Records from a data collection
★ ★ ★
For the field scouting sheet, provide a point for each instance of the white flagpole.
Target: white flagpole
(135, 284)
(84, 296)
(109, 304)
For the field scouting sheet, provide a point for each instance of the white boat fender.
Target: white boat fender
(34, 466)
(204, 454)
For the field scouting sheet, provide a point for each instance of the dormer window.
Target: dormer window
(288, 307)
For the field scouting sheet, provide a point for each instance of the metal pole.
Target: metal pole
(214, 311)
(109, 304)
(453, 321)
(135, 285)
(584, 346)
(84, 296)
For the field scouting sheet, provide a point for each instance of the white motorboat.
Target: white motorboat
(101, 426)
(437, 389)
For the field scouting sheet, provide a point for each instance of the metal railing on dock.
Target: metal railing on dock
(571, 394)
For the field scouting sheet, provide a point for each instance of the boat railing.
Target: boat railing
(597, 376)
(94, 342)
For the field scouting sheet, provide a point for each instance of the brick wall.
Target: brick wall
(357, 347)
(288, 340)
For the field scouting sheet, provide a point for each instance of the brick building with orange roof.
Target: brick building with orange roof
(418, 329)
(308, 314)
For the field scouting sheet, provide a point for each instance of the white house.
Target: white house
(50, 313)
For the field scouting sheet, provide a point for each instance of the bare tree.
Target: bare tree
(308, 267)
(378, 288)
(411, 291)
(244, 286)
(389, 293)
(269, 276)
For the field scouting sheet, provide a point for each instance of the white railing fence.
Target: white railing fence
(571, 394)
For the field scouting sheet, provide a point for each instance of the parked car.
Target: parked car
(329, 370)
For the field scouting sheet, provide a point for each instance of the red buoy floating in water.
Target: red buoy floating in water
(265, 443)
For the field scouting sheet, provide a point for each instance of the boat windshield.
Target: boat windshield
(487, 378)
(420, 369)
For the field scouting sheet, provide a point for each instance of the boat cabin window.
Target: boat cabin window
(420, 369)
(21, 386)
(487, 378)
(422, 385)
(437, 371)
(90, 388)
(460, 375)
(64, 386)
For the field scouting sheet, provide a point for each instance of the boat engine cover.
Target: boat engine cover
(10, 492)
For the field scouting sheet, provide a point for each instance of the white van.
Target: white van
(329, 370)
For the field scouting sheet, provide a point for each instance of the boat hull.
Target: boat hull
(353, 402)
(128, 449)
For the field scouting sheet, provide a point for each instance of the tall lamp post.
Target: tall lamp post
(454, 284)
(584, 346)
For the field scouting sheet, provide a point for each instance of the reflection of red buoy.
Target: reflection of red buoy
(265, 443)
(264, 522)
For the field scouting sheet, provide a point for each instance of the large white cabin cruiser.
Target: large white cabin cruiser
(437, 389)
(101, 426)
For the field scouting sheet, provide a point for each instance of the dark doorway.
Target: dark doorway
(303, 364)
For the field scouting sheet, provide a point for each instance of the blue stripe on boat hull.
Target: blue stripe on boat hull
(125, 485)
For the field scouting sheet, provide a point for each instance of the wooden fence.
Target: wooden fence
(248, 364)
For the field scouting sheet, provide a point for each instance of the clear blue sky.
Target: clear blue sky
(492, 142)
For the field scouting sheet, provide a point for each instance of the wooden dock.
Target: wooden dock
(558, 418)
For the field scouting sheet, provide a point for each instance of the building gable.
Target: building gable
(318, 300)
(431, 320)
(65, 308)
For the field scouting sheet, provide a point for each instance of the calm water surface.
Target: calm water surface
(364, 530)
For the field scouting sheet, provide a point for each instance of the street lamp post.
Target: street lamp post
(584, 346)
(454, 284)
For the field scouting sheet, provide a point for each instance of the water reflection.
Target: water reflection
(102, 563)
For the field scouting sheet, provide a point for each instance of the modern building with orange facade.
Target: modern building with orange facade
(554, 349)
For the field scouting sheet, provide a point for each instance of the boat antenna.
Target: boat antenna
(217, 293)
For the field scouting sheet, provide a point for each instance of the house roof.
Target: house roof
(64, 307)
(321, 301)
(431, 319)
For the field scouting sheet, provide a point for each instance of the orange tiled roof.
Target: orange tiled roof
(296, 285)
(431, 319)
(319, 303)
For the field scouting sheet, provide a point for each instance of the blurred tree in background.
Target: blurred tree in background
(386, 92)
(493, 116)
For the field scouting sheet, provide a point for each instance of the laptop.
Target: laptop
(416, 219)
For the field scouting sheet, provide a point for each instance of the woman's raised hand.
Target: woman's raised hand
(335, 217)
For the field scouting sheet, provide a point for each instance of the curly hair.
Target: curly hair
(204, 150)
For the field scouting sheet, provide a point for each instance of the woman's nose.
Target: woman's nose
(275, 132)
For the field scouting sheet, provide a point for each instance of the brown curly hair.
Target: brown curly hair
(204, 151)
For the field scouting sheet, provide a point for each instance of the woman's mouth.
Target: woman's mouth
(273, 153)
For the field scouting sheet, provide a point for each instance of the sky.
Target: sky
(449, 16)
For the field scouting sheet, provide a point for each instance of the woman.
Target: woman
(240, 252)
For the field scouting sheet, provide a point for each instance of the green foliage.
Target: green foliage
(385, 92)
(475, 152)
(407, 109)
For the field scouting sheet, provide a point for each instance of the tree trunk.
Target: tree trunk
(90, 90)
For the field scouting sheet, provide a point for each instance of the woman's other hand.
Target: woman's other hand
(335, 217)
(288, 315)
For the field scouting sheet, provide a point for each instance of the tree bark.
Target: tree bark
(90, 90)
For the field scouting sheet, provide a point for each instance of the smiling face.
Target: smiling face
★ ★ ★
[WHAT THE TASK REQUIRES]
In the entries above, how many lines hold "smiling"? Answer with the number alone.

[SOLVED EXERCISE]
2